Dataset to Weaviate Mapping¶

This document describes how to map HuggingFace dataset records to Weaviate documents and manage raw text versions of legal documents.

Overview¶

The JuDDGES project now supports:

Bidirectional mapping between HuggingFace datasets and Weaviate documents
Raw text storage in Weaviate (raw_content field) for unprocessed versions of judgments/tax interpretations
Fast lookups using document_id or document_number as keys
Bulk updates to populate Weaviate documents with raw text from datasets

Architecture¶

Key Components¶

DatasetToWeaviateMapper (dataset_mapper.py) - Core mapping utility
raw_content field - New Weaviate property for storing raw unprocessed text
Column mappings - Defined in loaders.py for each dataset

Data Flow¶

HuggingFace Dataset → DatasetToWeaviateMapper → Weaviate Document
     (judgment_id)         (index lookup)           (document_id)
     (text field)                                   (raw_content field)

Schema Changes¶

Weaviate LegalDocuments Collection¶

New property added:

wvcc.Property(
    name="raw_content",
    data_type=wvcc.DataType.TEXT,
    description="Raw unprocessed text version of judgment or tax interpretation",
    skip_vectorization=True,  # Not vectorized to save resources
)

LegalDocument Schema¶

Updated in schemas.py:

class LegalDocument(BaseModel):
    # ...
    full_text: Optional[str]  # Processed/cleaned text
    raw_content: Optional[str]   # Raw unprocessed text (NEW)
    # ...

_Entries:_
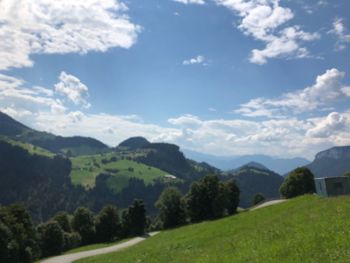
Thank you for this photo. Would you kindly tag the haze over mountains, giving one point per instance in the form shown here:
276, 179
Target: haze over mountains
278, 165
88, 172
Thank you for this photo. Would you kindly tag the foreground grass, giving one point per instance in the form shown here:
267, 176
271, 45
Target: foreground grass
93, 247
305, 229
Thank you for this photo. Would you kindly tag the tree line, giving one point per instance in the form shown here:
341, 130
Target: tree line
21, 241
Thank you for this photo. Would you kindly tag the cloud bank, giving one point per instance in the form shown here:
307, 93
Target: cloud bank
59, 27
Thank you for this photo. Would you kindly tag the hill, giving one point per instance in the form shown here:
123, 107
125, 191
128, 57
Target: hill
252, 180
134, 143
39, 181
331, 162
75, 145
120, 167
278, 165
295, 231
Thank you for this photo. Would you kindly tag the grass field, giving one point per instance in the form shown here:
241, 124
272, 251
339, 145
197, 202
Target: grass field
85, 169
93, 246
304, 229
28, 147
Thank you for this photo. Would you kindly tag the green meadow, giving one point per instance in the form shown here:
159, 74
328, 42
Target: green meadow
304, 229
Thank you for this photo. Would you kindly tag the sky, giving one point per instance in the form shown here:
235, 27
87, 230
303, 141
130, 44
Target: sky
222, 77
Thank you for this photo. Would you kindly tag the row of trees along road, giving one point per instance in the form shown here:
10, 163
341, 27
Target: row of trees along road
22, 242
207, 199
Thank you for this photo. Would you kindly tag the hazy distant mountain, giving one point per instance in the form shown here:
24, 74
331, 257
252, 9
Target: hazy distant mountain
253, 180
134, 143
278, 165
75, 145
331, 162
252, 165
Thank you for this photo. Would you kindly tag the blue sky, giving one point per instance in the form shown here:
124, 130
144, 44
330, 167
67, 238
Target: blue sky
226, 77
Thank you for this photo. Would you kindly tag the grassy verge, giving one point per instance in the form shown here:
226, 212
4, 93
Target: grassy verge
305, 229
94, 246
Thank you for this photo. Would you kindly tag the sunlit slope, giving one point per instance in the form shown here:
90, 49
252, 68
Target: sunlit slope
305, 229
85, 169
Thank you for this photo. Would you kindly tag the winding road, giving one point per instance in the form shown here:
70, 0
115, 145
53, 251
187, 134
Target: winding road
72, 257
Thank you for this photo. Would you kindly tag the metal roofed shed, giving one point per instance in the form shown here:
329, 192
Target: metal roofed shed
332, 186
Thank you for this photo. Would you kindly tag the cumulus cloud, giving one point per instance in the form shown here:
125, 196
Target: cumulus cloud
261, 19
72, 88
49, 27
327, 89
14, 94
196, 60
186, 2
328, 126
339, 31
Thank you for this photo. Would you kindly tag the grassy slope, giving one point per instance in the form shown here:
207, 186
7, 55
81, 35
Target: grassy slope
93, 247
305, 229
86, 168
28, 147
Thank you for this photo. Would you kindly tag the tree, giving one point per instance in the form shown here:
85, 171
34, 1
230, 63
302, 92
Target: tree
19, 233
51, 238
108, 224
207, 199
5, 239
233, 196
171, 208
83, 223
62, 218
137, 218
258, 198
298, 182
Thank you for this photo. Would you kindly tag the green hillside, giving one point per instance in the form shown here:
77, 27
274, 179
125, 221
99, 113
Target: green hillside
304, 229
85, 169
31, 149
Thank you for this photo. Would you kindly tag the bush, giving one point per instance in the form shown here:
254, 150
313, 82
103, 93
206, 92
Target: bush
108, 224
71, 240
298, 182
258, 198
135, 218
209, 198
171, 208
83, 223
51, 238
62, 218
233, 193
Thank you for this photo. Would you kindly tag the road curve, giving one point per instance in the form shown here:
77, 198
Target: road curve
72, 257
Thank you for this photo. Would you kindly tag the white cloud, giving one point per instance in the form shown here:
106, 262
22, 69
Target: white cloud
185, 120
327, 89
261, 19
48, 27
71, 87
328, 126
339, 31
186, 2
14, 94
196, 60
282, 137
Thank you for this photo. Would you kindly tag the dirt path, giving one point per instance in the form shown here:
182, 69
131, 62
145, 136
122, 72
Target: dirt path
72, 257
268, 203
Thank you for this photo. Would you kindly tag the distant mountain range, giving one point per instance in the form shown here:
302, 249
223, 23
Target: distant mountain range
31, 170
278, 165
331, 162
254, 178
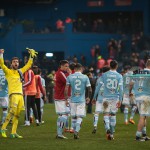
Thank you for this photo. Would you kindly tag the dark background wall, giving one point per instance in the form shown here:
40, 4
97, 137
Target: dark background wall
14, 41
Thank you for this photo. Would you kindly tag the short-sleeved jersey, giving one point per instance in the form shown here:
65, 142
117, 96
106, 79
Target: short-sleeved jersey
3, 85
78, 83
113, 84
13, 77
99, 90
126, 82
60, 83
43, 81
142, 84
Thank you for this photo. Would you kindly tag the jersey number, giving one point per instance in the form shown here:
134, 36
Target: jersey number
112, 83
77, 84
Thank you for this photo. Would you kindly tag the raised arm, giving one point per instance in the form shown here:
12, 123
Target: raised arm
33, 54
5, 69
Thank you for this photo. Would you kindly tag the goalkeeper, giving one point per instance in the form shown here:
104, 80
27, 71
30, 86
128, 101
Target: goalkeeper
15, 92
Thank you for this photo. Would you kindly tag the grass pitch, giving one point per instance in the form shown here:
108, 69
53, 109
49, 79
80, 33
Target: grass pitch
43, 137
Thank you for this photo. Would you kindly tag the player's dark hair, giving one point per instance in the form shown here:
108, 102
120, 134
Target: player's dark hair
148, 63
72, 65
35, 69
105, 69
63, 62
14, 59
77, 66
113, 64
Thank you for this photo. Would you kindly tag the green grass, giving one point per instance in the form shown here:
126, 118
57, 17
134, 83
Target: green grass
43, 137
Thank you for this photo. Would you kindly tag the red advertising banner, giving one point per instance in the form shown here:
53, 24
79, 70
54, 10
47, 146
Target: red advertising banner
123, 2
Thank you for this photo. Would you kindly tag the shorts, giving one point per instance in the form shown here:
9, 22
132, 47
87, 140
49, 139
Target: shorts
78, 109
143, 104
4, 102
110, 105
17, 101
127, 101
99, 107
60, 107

--

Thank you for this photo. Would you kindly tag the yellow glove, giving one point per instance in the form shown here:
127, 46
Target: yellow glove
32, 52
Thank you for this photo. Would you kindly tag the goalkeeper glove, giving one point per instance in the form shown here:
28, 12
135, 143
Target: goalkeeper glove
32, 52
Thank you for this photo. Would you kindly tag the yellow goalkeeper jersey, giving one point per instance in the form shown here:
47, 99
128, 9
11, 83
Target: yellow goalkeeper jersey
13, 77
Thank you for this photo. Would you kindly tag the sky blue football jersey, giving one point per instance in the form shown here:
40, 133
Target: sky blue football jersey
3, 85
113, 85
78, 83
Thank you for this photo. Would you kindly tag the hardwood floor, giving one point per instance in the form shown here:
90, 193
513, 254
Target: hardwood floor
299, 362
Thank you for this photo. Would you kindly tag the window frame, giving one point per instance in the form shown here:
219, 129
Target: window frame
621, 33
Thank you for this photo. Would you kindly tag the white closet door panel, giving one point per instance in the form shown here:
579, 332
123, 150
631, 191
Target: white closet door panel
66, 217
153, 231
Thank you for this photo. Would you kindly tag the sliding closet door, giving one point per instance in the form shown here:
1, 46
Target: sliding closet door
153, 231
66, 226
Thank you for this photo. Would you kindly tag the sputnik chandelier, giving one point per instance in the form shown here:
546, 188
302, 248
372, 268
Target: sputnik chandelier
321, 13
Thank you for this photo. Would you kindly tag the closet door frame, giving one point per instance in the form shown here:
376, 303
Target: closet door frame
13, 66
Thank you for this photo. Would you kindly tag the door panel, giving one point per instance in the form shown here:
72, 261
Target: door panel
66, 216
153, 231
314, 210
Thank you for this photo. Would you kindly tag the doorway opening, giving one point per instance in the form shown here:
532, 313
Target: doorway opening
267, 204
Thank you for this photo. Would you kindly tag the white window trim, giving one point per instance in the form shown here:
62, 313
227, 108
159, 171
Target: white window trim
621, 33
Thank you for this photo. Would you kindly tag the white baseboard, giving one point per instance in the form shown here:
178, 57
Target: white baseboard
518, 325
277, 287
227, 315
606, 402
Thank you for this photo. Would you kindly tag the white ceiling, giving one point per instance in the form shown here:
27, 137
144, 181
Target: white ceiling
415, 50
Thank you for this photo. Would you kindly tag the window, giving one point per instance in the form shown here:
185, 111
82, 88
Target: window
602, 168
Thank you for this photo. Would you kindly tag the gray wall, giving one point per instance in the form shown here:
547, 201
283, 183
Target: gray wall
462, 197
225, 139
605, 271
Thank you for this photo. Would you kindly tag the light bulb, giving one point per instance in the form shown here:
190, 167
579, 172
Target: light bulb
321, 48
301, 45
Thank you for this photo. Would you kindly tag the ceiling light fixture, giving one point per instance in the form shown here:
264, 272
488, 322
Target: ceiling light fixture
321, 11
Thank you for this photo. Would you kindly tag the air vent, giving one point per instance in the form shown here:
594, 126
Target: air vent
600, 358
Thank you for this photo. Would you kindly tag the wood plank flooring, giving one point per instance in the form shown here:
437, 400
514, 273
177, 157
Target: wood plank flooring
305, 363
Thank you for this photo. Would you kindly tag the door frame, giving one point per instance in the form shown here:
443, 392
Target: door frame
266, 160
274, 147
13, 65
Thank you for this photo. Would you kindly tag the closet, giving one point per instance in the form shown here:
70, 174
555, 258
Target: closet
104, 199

_Given exercise 1:_ Output the passage of the Weaviate mapping documentation starting with "LegalDocument Schema¶" and going on through "unprocessed text (NEW)", copied verbatim.
_Given exercise 2:_ Write the next part of the documentation on mapping datasets to Weaviate, picking up after its final line.

_Expected output 1:_
LegalDocument Schema¶

Updated in schemas.py:

class LegalDocument(BaseModel):
    # ...
    full_text: Optional[str]  # Processed/cleaned text
    raw_content: Optional[str]   # Raw unprocessed text (NEW)

_Expected output 2:_
Column Mappings¶

Polish Court Judgments (`juddges/pl-court-raw`)¶

Dataset Field	Weaviate Property	Description
`judgment_id`	`document_id`	Primary identifier
`docket_number`	`document_number`	Secondary identifier
`full_text`	`full_text`	Processed text
`text`	`raw_content`	Raw unprocessed text
`excerpt`	`summary`	Abstract/summary

Tax Interpretations (`AI-TAX/pl-eureka-raw`)¶

Dataset Field	Weaviate Property	Description
`id`	`document_id`	Primary identifier
`docker_number`	`document_number`	Secondary identifier
`html_content`	`full_text`	Processed HTML content
`text`	`raw_content`	Raw unprocessed text
`introduction`	`summary`	Introduction section
`question`	`thesis`	Main question

See loaders.py for complete mappings.

Usage¶

1. Basic Mapping Example¶

from juddges.data import DatasetToWeaviateMapper, WeaviateLegalDocumentsDatabase

# Connect to Weaviate
db = WeaviateLegalDocumentsDatabase(
    host="localhost",
    port=8222,
    grpc_port=8085,
)

# Initialize mapper
mapper = DatasetToWeaviateMapper(
    db=db,
    dataset_name="juddges/pl-court-raw",
)

# Build index for fast lookups
mapper.build_index(
    id_field="judgment_id",
    secondary_id_field="docket_number",
)

# Get dataset record by document_id
dataset_record = mapper.get_dataset_record(
    document_id="150000000000503_I_C_001234_2020_Uz_2021-05-15_001"
)

# Get Weaviate document by document_id
weaviate_doc = mapper.get_weaviate_document(
    document_id="150000000000503_I_C_001234_2020_Uz_2021-05-15_001"
)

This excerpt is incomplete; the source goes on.